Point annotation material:
* * * * * * * * *
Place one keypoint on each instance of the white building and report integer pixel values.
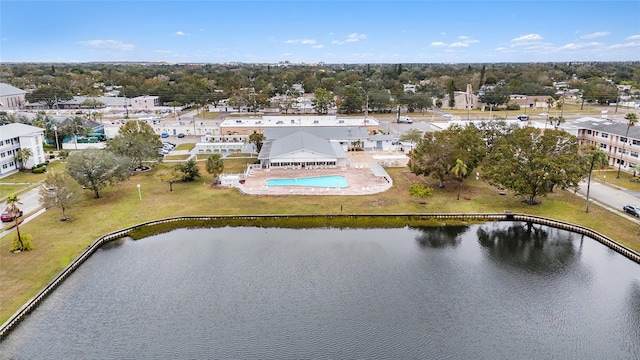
(145, 103)
(14, 137)
(11, 98)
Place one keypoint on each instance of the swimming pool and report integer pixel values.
(334, 181)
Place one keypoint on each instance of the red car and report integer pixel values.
(5, 217)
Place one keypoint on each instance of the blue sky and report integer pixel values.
(313, 31)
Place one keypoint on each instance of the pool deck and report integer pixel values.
(360, 179)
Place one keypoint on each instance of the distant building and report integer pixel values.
(409, 88)
(11, 98)
(14, 137)
(610, 138)
(301, 150)
(258, 124)
(145, 103)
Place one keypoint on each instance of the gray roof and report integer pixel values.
(611, 128)
(8, 90)
(300, 141)
(106, 100)
(328, 132)
(15, 130)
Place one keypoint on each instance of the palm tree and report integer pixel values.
(593, 159)
(632, 119)
(459, 171)
(12, 209)
(22, 156)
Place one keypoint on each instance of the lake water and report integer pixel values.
(493, 291)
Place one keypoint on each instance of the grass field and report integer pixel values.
(57, 243)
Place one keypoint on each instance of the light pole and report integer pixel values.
(55, 133)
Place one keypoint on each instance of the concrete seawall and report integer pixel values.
(21, 314)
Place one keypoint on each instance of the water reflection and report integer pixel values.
(438, 237)
(527, 245)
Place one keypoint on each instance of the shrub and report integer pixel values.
(26, 245)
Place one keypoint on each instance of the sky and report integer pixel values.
(300, 31)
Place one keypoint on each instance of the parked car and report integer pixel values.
(6, 217)
(632, 209)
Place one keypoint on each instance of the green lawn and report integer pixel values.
(57, 243)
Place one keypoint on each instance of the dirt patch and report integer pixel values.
(413, 178)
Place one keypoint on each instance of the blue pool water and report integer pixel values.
(334, 181)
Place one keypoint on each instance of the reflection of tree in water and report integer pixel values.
(442, 236)
(634, 314)
(535, 247)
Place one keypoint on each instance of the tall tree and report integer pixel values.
(95, 169)
(632, 120)
(352, 100)
(451, 88)
(459, 171)
(322, 101)
(215, 167)
(21, 243)
(50, 95)
(592, 159)
(59, 190)
(189, 169)
(528, 161)
(137, 141)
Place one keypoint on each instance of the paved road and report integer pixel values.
(611, 197)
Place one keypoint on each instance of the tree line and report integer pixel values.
(379, 85)
(528, 161)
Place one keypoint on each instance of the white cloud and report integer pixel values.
(527, 38)
(626, 45)
(355, 37)
(595, 35)
(108, 44)
(578, 46)
(298, 41)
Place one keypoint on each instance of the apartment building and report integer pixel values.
(610, 137)
(14, 137)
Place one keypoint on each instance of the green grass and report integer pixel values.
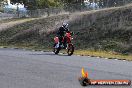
(102, 54)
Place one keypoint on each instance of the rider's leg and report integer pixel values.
(60, 40)
(64, 43)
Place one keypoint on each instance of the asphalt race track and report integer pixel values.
(35, 69)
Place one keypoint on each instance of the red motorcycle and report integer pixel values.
(69, 46)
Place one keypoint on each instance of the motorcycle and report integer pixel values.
(69, 46)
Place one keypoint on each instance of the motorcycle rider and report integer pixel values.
(61, 33)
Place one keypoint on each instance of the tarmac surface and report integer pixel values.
(36, 69)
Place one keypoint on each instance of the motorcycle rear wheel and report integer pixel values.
(56, 50)
(70, 49)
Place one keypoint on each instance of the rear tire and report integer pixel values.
(56, 50)
(70, 49)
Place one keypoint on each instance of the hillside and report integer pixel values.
(106, 29)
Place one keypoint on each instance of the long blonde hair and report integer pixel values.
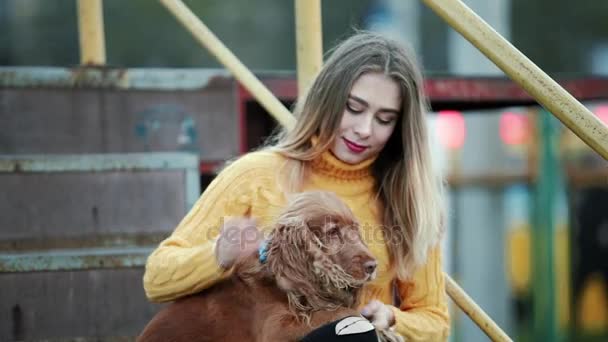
(408, 190)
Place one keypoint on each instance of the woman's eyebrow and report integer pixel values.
(365, 103)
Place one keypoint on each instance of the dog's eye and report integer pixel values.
(334, 231)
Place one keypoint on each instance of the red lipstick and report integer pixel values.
(355, 148)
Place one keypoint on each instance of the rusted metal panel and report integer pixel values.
(52, 205)
(112, 78)
(70, 121)
(94, 304)
(74, 259)
(98, 162)
(91, 196)
(120, 239)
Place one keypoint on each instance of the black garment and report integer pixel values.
(328, 333)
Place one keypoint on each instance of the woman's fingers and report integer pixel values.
(380, 315)
(238, 236)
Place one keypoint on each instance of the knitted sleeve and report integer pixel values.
(185, 262)
(423, 313)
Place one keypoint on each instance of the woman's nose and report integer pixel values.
(370, 266)
(363, 128)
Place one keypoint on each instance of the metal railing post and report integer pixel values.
(91, 32)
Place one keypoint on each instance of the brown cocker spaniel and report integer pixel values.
(312, 267)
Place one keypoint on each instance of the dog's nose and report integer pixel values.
(370, 266)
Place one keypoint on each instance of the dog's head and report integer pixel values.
(317, 254)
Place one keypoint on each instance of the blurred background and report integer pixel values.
(98, 164)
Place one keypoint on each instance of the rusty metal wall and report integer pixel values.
(38, 116)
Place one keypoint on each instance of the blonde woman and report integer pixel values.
(360, 133)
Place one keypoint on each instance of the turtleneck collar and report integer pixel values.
(328, 164)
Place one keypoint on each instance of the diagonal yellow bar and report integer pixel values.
(523, 71)
(229, 60)
(309, 41)
(281, 114)
(473, 310)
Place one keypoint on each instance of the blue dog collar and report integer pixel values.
(263, 251)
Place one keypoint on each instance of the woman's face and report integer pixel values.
(370, 116)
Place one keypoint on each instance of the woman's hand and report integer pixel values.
(381, 315)
(238, 237)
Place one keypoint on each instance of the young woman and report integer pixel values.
(361, 133)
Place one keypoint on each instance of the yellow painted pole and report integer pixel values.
(519, 68)
(309, 41)
(279, 112)
(229, 60)
(473, 310)
(90, 28)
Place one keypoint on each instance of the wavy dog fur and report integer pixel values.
(316, 263)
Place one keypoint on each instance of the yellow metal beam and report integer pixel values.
(90, 28)
(202, 33)
(519, 68)
(309, 41)
(473, 310)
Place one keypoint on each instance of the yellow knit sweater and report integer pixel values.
(185, 262)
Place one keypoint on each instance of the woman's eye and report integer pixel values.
(383, 121)
(353, 109)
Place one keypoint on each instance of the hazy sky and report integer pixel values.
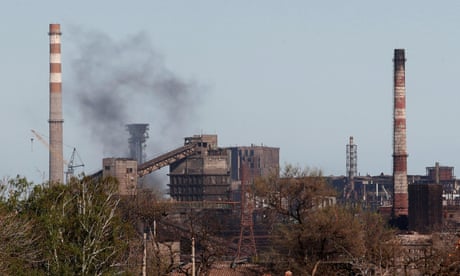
(299, 75)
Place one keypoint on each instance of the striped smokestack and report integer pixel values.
(400, 194)
(56, 164)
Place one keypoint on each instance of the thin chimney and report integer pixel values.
(56, 164)
(400, 192)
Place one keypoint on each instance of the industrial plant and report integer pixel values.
(204, 175)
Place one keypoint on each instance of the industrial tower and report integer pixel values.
(352, 165)
(137, 140)
(246, 241)
(56, 163)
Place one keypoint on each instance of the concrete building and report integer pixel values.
(425, 207)
(204, 175)
(125, 170)
(212, 173)
(259, 161)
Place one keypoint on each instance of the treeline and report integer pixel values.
(84, 228)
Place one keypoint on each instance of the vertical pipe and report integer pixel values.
(400, 197)
(56, 164)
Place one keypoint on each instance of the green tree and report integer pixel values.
(19, 254)
(82, 230)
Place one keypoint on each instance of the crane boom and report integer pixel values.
(70, 164)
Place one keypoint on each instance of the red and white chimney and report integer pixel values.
(56, 162)
(400, 190)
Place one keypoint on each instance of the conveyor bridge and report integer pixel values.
(166, 159)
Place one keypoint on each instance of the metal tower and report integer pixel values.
(352, 165)
(246, 242)
(137, 140)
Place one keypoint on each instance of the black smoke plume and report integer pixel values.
(116, 82)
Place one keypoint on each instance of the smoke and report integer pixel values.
(116, 82)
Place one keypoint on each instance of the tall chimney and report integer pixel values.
(56, 164)
(400, 194)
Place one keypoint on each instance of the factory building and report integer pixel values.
(425, 207)
(123, 169)
(212, 173)
(204, 175)
(258, 161)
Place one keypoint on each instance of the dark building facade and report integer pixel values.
(425, 207)
(203, 176)
(212, 173)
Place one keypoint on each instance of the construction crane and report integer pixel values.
(70, 164)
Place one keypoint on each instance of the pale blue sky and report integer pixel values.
(299, 75)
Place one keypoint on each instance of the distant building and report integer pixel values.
(425, 207)
(125, 170)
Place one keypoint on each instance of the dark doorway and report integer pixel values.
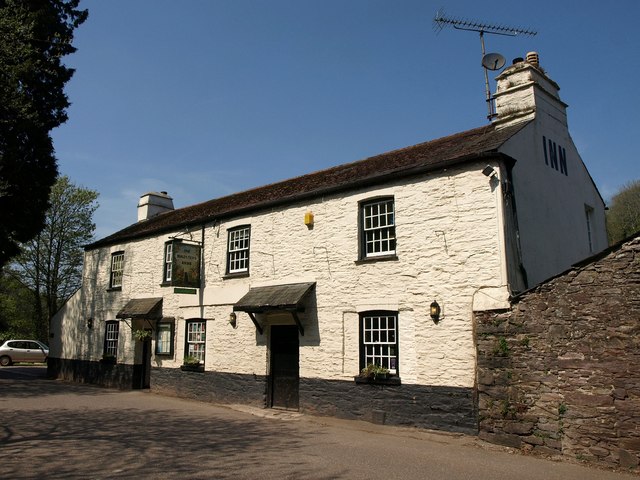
(146, 363)
(142, 371)
(285, 373)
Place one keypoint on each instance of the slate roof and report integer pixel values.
(275, 297)
(433, 155)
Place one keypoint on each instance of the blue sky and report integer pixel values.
(203, 98)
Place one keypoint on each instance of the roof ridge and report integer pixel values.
(432, 154)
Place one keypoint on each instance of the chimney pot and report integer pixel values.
(152, 204)
(533, 59)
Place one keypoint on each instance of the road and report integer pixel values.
(56, 430)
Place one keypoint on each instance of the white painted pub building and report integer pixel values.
(279, 296)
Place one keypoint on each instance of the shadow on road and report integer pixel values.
(85, 441)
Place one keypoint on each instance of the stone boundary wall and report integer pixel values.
(111, 375)
(559, 373)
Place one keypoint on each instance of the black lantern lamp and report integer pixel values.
(434, 311)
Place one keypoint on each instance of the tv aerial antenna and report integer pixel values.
(490, 61)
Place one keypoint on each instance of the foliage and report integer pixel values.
(51, 264)
(374, 371)
(623, 217)
(16, 308)
(35, 34)
(191, 360)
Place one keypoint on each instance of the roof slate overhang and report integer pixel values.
(464, 147)
(149, 308)
(288, 298)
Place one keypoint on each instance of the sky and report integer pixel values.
(204, 98)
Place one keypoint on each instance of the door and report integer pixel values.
(284, 366)
(146, 363)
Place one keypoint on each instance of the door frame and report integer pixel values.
(271, 377)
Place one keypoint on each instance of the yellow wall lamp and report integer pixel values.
(434, 311)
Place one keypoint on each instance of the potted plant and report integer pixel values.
(141, 334)
(374, 371)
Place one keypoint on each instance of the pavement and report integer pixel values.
(52, 429)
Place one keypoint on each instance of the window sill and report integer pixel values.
(192, 368)
(235, 275)
(391, 380)
(381, 258)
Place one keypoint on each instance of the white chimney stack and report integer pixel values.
(524, 90)
(154, 203)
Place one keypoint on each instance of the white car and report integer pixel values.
(14, 351)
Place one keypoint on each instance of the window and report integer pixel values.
(164, 339)
(379, 340)
(117, 266)
(238, 250)
(111, 338)
(195, 339)
(168, 261)
(378, 228)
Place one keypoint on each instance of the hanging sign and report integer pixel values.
(186, 265)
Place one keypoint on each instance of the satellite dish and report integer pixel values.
(493, 61)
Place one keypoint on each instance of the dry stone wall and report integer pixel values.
(560, 372)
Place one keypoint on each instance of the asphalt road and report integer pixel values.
(51, 429)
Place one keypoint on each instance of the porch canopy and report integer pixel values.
(276, 298)
(150, 308)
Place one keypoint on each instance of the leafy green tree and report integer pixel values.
(623, 217)
(34, 36)
(51, 264)
(16, 308)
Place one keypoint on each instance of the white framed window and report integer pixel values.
(164, 339)
(112, 328)
(379, 340)
(238, 249)
(378, 228)
(168, 261)
(196, 334)
(117, 267)
(588, 213)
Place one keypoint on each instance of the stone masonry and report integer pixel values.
(559, 373)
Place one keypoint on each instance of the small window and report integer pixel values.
(379, 340)
(238, 250)
(111, 339)
(168, 261)
(196, 330)
(117, 267)
(164, 339)
(378, 228)
(588, 213)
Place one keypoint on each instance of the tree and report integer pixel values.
(623, 217)
(16, 308)
(51, 264)
(35, 35)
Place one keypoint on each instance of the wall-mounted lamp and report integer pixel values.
(434, 311)
(489, 171)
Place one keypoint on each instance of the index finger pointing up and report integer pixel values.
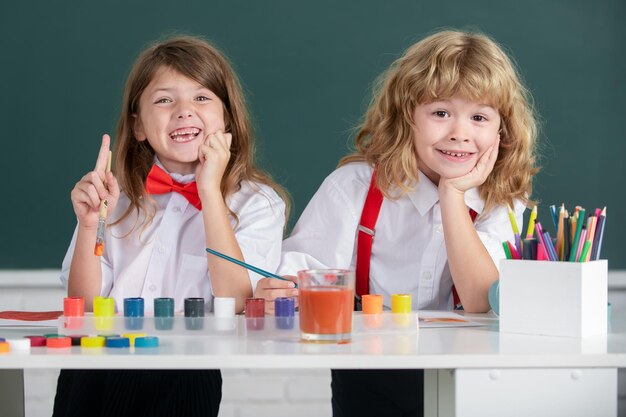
(103, 155)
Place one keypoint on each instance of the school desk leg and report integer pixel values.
(12, 392)
(535, 392)
(438, 393)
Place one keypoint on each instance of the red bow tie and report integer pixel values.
(159, 182)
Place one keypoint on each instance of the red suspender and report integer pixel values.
(367, 229)
(366, 232)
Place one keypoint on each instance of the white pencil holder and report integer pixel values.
(553, 298)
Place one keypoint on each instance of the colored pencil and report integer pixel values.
(591, 228)
(597, 244)
(581, 242)
(507, 251)
(555, 219)
(585, 251)
(531, 223)
(567, 238)
(514, 253)
(541, 245)
(560, 234)
(247, 266)
(579, 225)
(550, 246)
(518, 240)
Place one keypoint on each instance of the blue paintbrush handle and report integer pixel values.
(247, 266)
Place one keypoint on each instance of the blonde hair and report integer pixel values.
(203, 63)
(443, 65)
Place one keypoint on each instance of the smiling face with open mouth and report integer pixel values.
(176, 114)
(451, 135)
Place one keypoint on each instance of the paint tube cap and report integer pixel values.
(92, 342)
(73, 306)
(36, 341)
(284, 307)
(255, 307)
(194, 307)
(103, 307)
(19, 344)
(372, 303)
(146, 341)
(59, 342)
(133, 336)
(133, 307)
(164, 307)
(76, 339)
(224, 306)
(494, 297)
(400, 303)
(117, 342)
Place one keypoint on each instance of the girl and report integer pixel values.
(447, 143)
(187, 180)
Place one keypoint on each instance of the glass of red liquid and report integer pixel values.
(326, 304)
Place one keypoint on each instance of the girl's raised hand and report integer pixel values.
(477, 176)
(272, 288)
(213, 154)
(94, 187)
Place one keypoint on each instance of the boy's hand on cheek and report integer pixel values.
(476, 177)
(213, 156)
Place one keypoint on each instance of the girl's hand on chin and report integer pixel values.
(213, 156)
(477, 176)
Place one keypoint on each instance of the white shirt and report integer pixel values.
(408, 253)
(168, 257)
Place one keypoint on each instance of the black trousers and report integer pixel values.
(389, 393)
(138, 393)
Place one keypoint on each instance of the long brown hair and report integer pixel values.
(197, 59)
(441, 66)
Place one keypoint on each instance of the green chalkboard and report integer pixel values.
(307, 68)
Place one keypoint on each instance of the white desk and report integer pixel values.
(494, 372)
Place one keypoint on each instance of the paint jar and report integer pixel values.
(372, 310)
(73, 312)
(255, 313)
(284, 311)
(401, 309)
(224, 312)
(133, 313)
(164, 313)
(103, 312)
(326, 304)
(194, 313)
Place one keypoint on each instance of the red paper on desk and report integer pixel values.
(30, 315)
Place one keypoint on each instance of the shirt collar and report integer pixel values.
(179, 178)
(425, 195)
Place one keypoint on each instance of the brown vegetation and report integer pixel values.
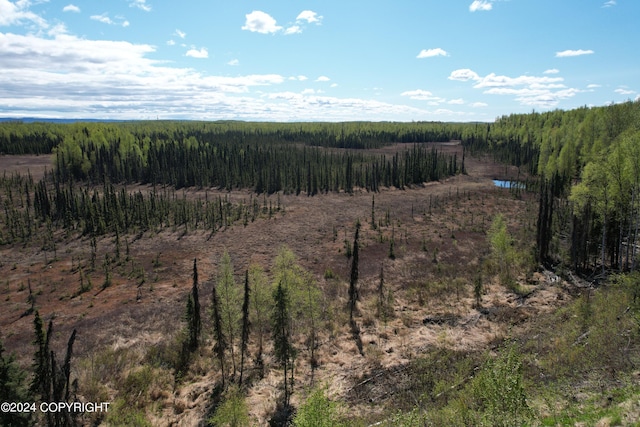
(438, 232)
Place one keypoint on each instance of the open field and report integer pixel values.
(439, 234)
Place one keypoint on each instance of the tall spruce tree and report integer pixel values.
(353, 279)
(244, 341)
(281, 334)
(221, 342)
(195, 324)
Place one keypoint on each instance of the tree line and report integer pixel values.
(588, 164)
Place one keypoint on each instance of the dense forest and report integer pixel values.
(587, 162)
(115, 180)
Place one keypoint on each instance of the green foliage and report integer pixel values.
(281, 324)
(122, 414)
(12, 389)
(233, 411)
(498, 392)
(230, 304)
(502, 251)
(318, 411)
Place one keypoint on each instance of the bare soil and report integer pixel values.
(439, 233)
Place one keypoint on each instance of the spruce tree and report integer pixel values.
(281, 334)
(194, 320)
(221, 342)
(245, 324)
(353, 290)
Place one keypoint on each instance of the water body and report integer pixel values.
(508, 184)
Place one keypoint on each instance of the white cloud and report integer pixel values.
(428, 53)
(569, 53)
(140, 4)
(198, 53)
(464, 75)
(480, 5)
(71, 8)
(15, 13)
(309, 16)
(104, 18)
(260, 22)
(543, 92)
(423, 95)
(294, 29)
(624, 91)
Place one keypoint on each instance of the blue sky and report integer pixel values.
(329, 60)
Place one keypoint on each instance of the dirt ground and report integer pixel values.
(439, 234)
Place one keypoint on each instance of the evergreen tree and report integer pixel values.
(281, 333)
(221, 342)
(353, 278)
(194, 318)
(12, 389)
(245, 324)
(230, 312)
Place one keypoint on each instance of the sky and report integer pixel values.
(315, 60)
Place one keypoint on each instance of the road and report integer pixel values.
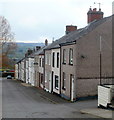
(22, 101)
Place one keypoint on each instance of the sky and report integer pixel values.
(34, 21)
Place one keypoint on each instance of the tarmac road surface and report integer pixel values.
(24, 101)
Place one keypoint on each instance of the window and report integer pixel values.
(58, 60)
(64, 81)
(56, 81)
(42, 62)
(64, 56)
(41, 78)
(53, 59)
(71, 56)
(49, 59)
(71, 77)
(46, 75)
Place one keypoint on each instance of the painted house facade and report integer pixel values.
(81, 66)
(75, 64)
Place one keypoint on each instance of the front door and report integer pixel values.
(72, 92)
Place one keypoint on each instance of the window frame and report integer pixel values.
(56, 87)
(70, 56)
(64, 56)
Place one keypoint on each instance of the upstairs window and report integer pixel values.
(56, 82)
(40, 62)
(58, 60)
(64, 81)
(64, 56)
(71, 56)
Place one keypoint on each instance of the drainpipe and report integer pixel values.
(60, 69)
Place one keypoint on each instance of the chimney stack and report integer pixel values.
(70, 28)
(94, 15)
(46, 42)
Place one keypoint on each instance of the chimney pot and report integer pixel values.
(94, 15)
(70, 28)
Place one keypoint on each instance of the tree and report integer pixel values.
(7, 44)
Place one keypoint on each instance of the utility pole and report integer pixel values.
(100, 59)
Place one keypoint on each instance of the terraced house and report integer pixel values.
(80, 60)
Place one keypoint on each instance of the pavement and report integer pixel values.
(20, 97)
(99, 112)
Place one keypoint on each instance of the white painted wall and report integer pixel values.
(56, 70)
(31, 71)
(27, 71)
(16, 71)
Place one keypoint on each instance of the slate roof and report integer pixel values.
(75, 35)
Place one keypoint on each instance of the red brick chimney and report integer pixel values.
(94, 15)
(70, 28)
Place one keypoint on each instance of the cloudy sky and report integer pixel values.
(36, 20)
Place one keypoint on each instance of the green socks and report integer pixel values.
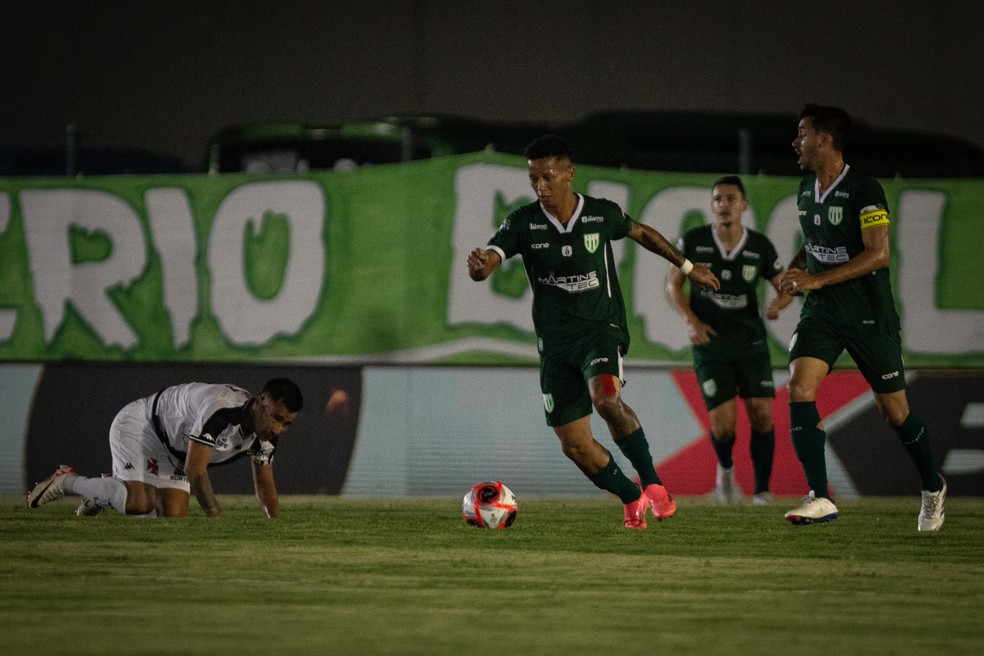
* * * * * * * * *
● **Given instruction**: Extract every line from the material above that contains the word "rear", and copy each such line in full.

● **Finished exercise**:
Place one keypoint on each instance of the motorcycle rear wheel and report integer pixel values.
Place one keypoint on each instance of the rear tire and report integer pixel values.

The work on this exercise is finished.